SOURCE DATA:
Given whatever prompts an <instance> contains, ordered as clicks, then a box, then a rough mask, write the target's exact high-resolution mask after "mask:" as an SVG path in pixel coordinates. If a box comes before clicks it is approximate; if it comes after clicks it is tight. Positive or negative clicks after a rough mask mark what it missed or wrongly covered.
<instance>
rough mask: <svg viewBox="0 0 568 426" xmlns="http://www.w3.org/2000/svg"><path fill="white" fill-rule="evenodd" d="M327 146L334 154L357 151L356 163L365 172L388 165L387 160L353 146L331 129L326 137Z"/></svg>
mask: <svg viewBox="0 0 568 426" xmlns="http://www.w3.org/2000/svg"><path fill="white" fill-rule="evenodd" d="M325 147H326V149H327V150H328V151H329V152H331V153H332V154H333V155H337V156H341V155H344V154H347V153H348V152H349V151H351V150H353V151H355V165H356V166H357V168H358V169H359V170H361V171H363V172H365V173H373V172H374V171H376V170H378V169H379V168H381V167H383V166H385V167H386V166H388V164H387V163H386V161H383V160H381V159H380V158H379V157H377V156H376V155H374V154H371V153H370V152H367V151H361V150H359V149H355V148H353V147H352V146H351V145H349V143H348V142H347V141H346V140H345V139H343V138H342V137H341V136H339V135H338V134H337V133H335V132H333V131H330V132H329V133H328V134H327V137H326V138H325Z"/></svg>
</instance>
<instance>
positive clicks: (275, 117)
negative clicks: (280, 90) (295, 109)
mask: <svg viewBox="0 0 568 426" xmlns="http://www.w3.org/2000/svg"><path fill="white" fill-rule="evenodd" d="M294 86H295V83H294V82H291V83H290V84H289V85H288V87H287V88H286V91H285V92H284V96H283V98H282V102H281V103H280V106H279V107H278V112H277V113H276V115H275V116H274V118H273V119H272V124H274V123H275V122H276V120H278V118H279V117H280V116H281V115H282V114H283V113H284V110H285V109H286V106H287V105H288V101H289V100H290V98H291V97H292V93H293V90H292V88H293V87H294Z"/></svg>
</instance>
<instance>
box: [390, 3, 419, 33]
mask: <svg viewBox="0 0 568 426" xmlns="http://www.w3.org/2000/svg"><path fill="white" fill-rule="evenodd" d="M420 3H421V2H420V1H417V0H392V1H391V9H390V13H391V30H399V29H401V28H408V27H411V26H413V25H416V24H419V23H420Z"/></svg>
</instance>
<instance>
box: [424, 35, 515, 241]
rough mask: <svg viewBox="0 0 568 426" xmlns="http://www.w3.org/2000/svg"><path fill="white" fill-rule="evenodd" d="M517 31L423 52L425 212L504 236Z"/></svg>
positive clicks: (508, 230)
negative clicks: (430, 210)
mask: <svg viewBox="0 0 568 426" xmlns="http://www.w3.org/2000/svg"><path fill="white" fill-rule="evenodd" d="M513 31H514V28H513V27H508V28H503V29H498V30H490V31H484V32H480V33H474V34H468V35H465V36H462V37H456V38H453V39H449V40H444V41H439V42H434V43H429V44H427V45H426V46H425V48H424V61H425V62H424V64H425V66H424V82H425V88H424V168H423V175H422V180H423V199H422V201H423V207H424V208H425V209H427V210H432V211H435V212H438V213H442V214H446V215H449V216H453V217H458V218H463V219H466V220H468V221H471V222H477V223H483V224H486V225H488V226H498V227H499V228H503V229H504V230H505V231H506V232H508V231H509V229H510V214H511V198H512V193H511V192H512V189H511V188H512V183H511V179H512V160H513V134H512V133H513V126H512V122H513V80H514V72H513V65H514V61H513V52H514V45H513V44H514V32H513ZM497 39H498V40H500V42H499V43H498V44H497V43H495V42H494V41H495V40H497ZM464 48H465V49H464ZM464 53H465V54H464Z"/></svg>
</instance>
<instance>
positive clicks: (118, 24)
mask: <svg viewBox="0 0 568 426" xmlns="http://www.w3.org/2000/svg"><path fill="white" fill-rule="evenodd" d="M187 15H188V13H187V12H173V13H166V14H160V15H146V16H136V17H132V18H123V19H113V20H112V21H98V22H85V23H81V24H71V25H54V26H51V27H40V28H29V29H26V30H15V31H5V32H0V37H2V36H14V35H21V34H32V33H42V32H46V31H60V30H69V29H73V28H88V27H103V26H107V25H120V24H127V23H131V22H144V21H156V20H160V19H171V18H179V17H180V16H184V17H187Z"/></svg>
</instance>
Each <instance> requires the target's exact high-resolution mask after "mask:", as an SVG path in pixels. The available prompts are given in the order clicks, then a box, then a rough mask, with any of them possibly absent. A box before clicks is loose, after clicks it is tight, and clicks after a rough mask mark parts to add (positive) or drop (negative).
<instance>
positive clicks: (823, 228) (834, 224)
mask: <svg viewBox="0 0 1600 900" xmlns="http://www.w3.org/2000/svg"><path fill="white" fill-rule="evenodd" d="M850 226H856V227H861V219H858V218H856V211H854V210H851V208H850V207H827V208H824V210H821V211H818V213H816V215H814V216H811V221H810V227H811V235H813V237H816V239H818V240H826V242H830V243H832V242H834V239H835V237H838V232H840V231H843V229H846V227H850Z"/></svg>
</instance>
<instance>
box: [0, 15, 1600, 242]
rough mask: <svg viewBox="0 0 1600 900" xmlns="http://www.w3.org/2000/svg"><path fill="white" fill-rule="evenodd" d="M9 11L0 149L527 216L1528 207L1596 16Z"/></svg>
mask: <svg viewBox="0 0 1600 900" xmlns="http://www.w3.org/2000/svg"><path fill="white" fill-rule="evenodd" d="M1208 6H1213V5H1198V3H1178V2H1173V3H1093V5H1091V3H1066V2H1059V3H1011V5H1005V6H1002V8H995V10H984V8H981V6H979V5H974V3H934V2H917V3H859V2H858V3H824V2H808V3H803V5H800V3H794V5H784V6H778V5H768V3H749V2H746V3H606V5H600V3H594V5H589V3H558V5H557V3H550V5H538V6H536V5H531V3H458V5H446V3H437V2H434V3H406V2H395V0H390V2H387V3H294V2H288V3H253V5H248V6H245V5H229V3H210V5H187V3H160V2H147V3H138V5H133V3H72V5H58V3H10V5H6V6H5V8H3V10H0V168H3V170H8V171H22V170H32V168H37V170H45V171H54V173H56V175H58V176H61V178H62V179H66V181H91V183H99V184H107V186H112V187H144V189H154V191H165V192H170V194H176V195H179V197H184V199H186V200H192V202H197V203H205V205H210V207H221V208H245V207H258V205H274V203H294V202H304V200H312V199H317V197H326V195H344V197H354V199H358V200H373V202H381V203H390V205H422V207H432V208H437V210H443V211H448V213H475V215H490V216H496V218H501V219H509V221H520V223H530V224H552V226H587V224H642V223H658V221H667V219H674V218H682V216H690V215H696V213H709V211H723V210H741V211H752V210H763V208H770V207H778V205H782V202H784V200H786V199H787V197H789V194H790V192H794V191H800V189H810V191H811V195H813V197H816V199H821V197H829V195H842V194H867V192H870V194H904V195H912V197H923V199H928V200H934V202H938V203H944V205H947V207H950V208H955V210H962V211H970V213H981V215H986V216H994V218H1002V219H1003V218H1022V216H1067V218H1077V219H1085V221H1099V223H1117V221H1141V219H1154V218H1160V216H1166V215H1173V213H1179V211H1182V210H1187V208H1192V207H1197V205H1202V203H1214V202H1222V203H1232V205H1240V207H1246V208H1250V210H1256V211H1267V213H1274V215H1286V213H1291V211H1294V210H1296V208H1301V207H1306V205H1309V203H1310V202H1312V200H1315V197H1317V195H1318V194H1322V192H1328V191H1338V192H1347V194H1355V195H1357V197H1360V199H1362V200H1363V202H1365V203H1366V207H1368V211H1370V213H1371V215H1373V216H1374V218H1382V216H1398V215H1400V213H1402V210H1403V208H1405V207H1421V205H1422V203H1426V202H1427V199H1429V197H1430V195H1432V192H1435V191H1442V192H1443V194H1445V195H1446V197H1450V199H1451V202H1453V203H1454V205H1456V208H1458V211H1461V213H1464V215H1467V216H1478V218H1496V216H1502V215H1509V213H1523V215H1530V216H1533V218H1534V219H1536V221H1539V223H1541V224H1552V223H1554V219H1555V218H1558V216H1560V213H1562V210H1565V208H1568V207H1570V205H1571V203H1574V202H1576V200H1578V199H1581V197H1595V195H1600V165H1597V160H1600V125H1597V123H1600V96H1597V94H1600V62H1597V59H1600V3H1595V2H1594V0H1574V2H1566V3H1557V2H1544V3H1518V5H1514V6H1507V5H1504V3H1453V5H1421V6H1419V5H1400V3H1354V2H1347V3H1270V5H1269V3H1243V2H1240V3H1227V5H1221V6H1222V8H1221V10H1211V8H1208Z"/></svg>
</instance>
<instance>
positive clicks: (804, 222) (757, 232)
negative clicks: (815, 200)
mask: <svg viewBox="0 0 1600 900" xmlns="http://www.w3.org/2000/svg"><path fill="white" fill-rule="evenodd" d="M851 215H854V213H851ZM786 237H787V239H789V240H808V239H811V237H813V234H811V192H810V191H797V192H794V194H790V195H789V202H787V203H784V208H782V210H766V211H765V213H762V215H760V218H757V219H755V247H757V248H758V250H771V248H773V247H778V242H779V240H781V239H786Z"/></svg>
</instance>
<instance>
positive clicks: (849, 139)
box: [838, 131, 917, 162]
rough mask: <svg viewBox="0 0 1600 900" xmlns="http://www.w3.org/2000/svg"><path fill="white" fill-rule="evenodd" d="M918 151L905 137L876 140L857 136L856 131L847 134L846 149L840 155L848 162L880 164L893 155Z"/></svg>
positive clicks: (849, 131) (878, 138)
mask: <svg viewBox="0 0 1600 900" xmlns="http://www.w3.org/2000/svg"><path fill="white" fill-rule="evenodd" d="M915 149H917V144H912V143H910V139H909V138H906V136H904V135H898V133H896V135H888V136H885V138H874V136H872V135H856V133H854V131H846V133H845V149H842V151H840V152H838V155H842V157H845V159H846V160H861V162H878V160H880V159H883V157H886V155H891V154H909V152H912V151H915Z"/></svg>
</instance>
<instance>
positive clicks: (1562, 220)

EXERCISE:
Reproduce verbatim every line of the entries above, from the first line through the line containing "146L334 154L357 151L356", both included.

COMPLETED TASK:
Given whatever prompts an <instance> contains, ordered as clicks, then a box, then a rough mask, write the target's exact high-resolution mask after "mask:" as an SVG path in pixel coordinates. If a box comes before clicks it is approximate; if it comes after clicks it is tight. Positive or negative clicks after a rough mask mark what it missed or wrongly covered.
<instance>
rough mask: <svg viewBox="0 0 568 426" xmlns="http://www.w3.org/2000/svg"><path fill="white" fill-rule="evenodd" d="M327 146L334 154L357 151L356 163L365 172L388 165L387 160L353 146L331 129L326 137Z"/></svg>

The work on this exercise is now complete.